** BEGIN **

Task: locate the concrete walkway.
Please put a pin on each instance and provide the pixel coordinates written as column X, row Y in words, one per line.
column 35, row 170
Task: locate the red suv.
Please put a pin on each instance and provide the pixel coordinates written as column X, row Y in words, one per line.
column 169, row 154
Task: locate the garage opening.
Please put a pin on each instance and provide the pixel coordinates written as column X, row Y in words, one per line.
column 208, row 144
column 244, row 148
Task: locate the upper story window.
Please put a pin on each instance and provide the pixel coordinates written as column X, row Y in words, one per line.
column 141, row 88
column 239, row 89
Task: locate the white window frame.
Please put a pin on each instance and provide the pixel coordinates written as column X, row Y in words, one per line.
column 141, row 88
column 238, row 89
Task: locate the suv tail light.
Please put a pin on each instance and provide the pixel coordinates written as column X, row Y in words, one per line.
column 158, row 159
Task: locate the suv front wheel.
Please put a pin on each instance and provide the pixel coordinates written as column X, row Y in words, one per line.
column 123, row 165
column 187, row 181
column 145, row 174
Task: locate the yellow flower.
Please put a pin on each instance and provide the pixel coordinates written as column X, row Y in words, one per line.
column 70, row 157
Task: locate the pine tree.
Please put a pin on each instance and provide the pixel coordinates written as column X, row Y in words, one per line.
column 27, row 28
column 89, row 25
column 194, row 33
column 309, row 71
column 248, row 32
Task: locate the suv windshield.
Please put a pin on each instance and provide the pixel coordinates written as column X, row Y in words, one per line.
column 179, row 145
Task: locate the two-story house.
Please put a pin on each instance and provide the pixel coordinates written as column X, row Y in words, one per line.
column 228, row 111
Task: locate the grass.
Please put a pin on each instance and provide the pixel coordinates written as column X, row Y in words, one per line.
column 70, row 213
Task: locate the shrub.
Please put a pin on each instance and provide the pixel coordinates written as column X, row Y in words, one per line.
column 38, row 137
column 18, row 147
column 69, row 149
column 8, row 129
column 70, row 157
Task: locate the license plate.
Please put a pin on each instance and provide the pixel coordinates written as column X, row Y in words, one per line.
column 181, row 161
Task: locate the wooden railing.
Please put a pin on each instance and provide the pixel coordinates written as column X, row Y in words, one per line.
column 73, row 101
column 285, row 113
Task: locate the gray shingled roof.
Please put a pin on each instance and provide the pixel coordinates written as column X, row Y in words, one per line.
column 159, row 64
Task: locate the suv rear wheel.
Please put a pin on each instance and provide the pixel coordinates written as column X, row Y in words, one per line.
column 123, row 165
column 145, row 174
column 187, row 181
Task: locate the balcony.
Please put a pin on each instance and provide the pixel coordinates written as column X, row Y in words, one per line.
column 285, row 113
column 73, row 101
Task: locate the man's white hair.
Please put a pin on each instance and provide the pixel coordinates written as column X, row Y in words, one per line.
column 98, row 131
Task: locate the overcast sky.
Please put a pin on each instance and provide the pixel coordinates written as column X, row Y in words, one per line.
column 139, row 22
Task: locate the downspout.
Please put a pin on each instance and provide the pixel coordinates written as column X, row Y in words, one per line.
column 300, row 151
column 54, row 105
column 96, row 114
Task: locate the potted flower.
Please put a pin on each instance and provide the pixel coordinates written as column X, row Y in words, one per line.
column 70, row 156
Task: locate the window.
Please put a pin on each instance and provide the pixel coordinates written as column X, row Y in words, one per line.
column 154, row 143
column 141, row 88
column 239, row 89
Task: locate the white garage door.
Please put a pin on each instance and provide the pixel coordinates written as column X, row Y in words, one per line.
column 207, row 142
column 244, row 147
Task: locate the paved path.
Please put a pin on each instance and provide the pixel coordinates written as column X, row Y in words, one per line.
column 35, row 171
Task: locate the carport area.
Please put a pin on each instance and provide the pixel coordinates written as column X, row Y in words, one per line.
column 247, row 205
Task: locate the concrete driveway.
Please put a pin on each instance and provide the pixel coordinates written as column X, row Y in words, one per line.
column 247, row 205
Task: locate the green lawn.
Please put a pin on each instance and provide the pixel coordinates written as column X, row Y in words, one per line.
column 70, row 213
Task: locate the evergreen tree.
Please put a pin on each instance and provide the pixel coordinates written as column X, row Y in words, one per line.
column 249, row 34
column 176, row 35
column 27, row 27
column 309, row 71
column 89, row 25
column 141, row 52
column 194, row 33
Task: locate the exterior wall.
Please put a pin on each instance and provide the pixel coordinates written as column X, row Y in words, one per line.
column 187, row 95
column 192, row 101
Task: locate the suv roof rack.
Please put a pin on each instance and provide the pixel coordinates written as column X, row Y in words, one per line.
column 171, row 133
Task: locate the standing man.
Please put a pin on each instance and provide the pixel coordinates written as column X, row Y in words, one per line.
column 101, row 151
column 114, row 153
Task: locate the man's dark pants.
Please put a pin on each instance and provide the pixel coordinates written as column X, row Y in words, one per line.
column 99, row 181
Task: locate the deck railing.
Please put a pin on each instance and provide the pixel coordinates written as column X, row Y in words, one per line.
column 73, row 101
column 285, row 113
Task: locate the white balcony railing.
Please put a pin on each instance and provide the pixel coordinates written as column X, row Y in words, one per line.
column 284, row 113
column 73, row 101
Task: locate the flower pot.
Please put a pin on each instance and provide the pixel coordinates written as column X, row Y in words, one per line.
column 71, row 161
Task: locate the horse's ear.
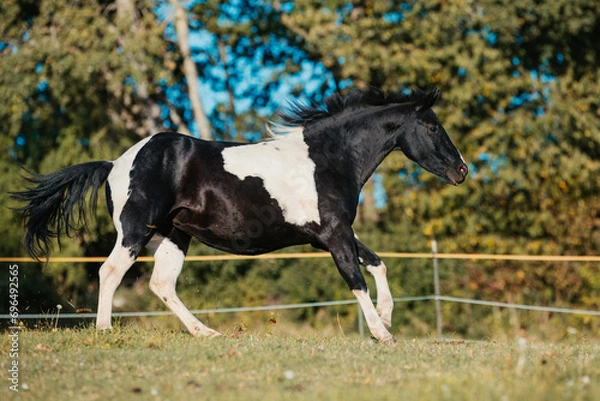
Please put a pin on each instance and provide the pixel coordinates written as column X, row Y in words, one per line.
column 427, row 100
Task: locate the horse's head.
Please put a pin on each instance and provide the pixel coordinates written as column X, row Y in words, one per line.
column 426, row 142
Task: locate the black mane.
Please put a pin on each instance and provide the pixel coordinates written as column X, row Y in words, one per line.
column 300, row 114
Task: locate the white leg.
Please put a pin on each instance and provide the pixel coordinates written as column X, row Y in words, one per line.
column 168, row 263
column 385, row 303
column 373, row 320
column 111, row 274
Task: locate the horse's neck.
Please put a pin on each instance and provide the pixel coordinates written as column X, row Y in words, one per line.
column 352, row 151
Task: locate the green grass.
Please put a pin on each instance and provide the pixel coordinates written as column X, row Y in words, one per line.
column 131, row 363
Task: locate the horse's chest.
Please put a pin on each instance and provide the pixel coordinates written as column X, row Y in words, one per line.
column 287, row 173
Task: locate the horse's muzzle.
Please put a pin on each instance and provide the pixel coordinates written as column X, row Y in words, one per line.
column 457, row 176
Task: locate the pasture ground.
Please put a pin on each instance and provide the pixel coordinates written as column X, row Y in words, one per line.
column 131, row 363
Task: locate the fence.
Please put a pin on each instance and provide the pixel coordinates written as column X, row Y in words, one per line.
column 436, row 297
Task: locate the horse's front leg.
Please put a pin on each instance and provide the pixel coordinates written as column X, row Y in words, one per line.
column 345, row 255
column 375, row 266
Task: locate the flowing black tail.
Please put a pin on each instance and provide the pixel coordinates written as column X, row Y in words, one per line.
column 52, row 201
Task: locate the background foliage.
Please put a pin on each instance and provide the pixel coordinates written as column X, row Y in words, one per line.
column 520, row 97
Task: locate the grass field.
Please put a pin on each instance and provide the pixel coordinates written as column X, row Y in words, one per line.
column 131, row 363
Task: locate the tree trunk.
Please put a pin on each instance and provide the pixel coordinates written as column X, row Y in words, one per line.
column 189, row 69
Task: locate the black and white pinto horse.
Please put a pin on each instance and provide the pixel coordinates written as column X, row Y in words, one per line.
column 300, row 187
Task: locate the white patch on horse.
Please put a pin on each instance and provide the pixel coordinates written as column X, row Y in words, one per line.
column 385, row 302
column 287, row 172
column 168, row 261
column 374, row 322
column 119, row 178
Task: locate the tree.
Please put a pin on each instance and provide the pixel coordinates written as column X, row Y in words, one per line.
column 76, row 85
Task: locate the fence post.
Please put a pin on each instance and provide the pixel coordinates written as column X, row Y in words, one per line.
column 436, row 289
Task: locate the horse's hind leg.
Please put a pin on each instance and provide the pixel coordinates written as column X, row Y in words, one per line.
column 169, row 253
column 111, row 274
column 375, row 266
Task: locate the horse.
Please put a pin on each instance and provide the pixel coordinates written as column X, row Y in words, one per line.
column 301, row 186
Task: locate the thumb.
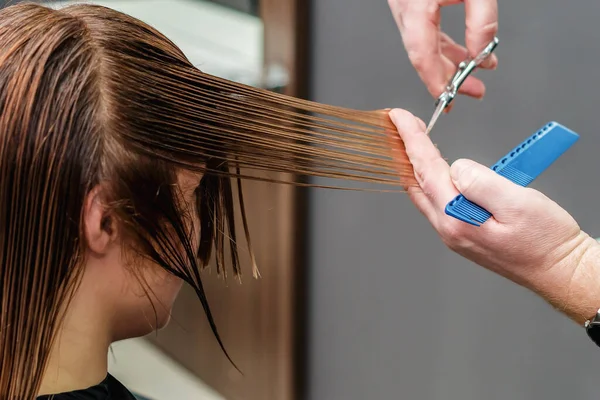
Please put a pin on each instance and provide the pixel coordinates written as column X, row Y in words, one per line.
column 483, row 186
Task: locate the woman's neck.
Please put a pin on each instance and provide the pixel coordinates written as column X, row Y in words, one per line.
column 78, row 358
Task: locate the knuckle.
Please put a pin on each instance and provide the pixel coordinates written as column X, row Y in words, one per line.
column 452, row 234
column 416, row 56
column 468, row 178
column 479, row 28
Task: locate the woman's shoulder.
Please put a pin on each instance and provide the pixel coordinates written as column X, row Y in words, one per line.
column 109, row 389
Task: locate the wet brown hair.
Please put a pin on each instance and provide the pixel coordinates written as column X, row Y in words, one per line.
column 91, row 96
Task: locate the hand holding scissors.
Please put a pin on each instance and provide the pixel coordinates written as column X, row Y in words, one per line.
column 465, row 68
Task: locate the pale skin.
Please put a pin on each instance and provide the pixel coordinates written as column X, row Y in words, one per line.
column 530, row 239
column 433, row 53
column 110, row 304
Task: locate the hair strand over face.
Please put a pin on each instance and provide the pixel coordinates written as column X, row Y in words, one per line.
column 90, row 96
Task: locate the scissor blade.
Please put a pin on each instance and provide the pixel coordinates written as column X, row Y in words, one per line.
column 436, row 114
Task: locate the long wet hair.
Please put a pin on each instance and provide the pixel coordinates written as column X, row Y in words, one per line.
column 91, row 96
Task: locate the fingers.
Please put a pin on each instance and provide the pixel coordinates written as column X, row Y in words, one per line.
column 485, row 187
column 418, row 22
column 482, row 26
column 431, row 170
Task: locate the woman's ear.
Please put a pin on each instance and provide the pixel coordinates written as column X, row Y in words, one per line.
column 99, row 224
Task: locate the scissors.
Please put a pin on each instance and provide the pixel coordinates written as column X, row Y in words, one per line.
column 465, row 68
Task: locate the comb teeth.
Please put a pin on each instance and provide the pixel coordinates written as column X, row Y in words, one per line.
column 463, row 209
column 521, row 165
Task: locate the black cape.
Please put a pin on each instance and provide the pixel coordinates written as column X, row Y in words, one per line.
column 109, row 389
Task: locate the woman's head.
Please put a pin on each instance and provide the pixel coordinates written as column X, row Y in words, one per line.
column 96, row 202
column 116, row 159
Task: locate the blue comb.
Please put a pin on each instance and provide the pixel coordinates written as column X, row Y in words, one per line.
column 521, row 165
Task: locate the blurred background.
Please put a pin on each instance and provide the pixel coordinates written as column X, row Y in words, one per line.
column 358, row 297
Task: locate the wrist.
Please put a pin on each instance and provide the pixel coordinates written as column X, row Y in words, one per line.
column 573, row 284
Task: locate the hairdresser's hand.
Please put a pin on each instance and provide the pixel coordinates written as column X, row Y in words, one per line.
column 530, row 239
column 434, row 54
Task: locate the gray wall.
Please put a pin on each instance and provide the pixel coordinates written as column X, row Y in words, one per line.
column 393, row 313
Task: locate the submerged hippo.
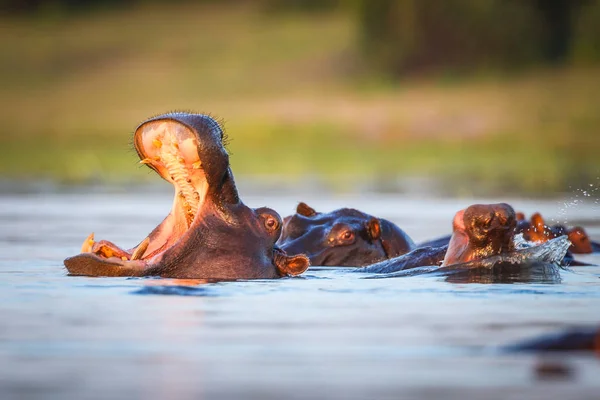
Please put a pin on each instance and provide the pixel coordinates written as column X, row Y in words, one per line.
column 209, row 233
column 536, row 230
column 344, row 237
column 479, row 231
column 483, row 249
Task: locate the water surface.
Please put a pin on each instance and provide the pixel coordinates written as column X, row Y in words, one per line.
column 326, row 334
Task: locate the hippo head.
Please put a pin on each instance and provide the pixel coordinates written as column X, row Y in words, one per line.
column 209, row 232
column 480, row 231
column 344, row 237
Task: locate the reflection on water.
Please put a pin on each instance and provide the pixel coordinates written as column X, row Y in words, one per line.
column 329, row 333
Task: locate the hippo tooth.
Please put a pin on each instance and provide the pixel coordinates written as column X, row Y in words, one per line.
column 86, row 247
column 140, row 250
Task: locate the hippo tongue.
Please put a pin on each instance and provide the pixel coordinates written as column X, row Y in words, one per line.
column 171, row 149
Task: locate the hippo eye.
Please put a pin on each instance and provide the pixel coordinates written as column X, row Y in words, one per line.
column 271, row 223
column 347, row 235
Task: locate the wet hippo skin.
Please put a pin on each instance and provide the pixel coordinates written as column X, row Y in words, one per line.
column 479, row 231
column 536, row 230
column 209, row 233
column 344, row 237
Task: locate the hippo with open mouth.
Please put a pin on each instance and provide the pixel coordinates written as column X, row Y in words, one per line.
column 209, row 233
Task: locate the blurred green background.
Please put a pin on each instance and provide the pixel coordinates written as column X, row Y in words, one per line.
column 477, row 96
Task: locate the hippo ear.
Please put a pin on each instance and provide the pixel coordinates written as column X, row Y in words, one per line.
column 294, row 265
column 305, row 209
column 374, row 229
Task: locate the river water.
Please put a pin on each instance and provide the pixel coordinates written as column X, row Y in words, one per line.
column 326, row 334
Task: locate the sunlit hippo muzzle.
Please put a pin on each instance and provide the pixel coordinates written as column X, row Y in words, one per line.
column 209, row 233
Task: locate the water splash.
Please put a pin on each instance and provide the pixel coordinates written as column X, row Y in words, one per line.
column 591, row 192
column 550, row 253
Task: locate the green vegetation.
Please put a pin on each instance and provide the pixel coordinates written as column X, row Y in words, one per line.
column 294, row 97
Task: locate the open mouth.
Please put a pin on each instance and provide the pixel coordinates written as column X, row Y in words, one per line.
column 171, row 149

** END **

▶ _Aim_
Retype the part of the entries above that opens with the line containing "Task: locate the blurred background." and closes with the line containing "column 483, row 249", leaving the pictures out of your answer.

▶ _Response for this exercise_
Task: locate the blurred background.
Please put a pin on each instance and provide the pixel coordinates written as column X, row Y in words, one per line.
column 358, row 297
Task: locate the wrist.
Please put a pin on each instance and provide the pixel coordinates written as column X, row Y in words, one per line.
column 573, row 284
Task: locate the hairdresser's hand.
Please put a pin on each instance and provide the pixel coordinates written as column X, row Y in words, one per line.
column 530, row 239
column 434, row 54
Task: locate the gray wall.
Please put a pin on each instance and provide the pixel coordinates written as column X, row Y in words, one per line.
column 393, row 313
Task: locate the submerged hippo.
Please put a pin on each instance and provide the pixel coordinates written as column X, row Y in words, one per line.
column 209, row 233
column 536, row 230
column 344, row 237
column 479, row 231
column 483, row 249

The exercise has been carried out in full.